■ **Directives**
(a) Answer these questions about the forum thread on removing query strings with .htaccess.
(i) Which PHP file do URLs of the form item_123/ get rewritten to?
(ii) Which redirect code does the proposed catch-all rule use?
(iii) From which Apache version does the [END] flag work?
(b) Continue the forum thread on removing query strings with .htaccess, starting after its last sentence.

■ **Text passage**
⁂

Reputation: 51
I have all query strings which I need already rewritten to SEO friendly URLs, like
RewriteRule ^item_([0-9]+)/$ database.php?type=product&id=$1 [L]
RewriteRule ^post_([0-9]+)/$ articles.php?id=$1 [L]
... and so on
but I would like to strip any other query strings like item_123/?foo=bar or database.php?foo=bar or post_123/?type=product&id=321 for both SEO and security reasons.
The apparently obvious solution of placing
RewriteCond %{QUERY_STRING} (.+)
RewriteRule (.*) http://www.example.com/$1? [R=301,L]
in the end of .htaccess to deal with everything that has not bean dealt before and stopped by [L] tags actually breaks the original RewriteRule and redirects item_123/ to an empty database.php with no parameters.
Is it possible to remove all query strings except for those already mod_rewritten earlier without explicitly writing down exceptions for all pairs of %{REQUEST_URI}s and %{QUERY_STRING}s?
# You do not need this whole block if you're running Apache v2.3.9+
RequestHeader set SOME-FANCY-NAME-FOR-THE-HEADER-AS-DESCRIBED-IN-THE-ABOVE-LINK 1 env=END
RewriteCond %{HTTP:SOME-FANCY-NAME-FOR-THE-HEADER-AS-DESCRIBED-IN-THE-ABOVE-LINK} =1 [NV]
RewriteRule .* - [L]
As the [END]
flag works only on Apache v2.3.9+, I used a workaround which would emulate this behaviour.

⁂

■ **Listed entries**

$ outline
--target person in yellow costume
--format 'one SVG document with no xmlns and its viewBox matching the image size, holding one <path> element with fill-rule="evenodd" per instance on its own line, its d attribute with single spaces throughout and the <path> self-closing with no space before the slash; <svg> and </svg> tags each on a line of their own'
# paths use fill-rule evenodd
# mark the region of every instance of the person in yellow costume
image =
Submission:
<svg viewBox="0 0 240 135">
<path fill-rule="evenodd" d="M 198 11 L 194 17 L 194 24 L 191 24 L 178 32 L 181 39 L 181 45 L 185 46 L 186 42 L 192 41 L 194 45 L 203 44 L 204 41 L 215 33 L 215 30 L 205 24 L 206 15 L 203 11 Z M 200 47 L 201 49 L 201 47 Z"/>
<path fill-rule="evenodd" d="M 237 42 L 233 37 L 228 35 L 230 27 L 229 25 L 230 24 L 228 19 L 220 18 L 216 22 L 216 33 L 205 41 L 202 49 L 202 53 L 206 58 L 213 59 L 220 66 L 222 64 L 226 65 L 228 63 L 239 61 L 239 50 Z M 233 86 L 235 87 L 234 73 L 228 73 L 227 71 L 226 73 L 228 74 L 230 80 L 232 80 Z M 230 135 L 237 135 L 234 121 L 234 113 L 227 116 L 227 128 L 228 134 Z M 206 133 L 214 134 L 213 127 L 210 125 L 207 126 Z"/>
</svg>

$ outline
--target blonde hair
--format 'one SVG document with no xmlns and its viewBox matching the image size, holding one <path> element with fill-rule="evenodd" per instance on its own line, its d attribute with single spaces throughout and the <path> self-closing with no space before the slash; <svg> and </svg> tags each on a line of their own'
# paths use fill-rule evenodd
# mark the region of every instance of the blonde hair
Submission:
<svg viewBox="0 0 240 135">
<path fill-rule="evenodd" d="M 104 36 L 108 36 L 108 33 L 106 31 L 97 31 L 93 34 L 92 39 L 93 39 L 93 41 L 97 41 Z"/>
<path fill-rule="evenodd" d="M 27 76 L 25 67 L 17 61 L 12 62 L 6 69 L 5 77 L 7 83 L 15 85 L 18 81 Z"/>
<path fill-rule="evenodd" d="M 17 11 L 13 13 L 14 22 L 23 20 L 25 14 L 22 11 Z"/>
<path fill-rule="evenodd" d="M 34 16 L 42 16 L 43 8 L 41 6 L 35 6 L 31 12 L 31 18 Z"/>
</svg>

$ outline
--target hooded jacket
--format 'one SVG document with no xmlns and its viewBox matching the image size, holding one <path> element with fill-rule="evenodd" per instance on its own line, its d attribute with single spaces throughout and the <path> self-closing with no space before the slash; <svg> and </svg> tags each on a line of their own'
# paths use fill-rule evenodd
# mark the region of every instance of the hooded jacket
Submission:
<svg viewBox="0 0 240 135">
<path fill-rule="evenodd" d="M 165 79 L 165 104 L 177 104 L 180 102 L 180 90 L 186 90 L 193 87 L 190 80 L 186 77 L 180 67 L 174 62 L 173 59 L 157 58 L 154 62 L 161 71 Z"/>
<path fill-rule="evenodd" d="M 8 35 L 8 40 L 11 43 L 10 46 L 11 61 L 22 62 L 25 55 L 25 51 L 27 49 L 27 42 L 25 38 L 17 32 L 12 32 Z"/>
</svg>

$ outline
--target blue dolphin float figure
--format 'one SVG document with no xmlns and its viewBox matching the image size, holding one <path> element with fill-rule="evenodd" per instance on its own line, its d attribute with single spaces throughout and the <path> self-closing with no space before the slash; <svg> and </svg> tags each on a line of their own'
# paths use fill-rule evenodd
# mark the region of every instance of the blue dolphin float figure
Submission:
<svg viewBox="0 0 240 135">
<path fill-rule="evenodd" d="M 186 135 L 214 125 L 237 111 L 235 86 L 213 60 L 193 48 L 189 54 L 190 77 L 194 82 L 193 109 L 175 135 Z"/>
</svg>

⁂

■ **Task-by-task answers**
(a)
(i) database.php
(ii) 301
(iii) Apache v2.3.9 and later

(b)
# Replace [L,E=END:1] with [END] if running Apache v2.3.9+
RewriteCond %{THE_REQUEST} ^GET\ [^?]+$
RewriteRule ^item_([0-9]+)/$ database.php?type=product&id=$1 [L,E=END:1]
Simply restricting any ?
in THE_REQUEST in the first place will make duplicate pages of item_123/?foo=bar
pattern not found (404). The [L,E=END:1]
flag tells mod_rewrite to stop current iteration and reiterate; the next iteration will trigger RewriteRule .* - [L]
and block it from reaching the potentional loop we have afterwards. The [END]
flag, if supported, would stop it straight away.
RewriteCond %{QUERY_STRING} type=product
RewriteCond %{QUERY_STRING} id=([0-9]+)
RewriteRule ^database\.php$ http://www.example.com/item_%1/? [R=301,L]
This will also redirect (301) the potentially compromised duplicate pages of database.php?type=product&foo=bar&id=123
pattern to the correct URL regardless of gibberish paramaters in the query. Once it reaches the correct URL, it will stop there without causing a loop and error 500.
# If page is accessible without parameters
RewriteCond %{THE_REQUEST} ^GET\ [^?]+$
RewriteRule ^catalog/$ database.php [L,E=END:1]
RewriteCond %{THE_REQUEST} ^GET\ [^?]+\?
RewriteRule ^database\.php$ http://www.example.com/catalog/? [R=301,L]
If the page is accessible without parameters like ?type
and &type
above but accessed as database.php?foo=bar
or database.php?
, it will be redirected (301) to catalog/
without the query string. Again, a page of catalog/?foo=bar
pattern will not be found (404).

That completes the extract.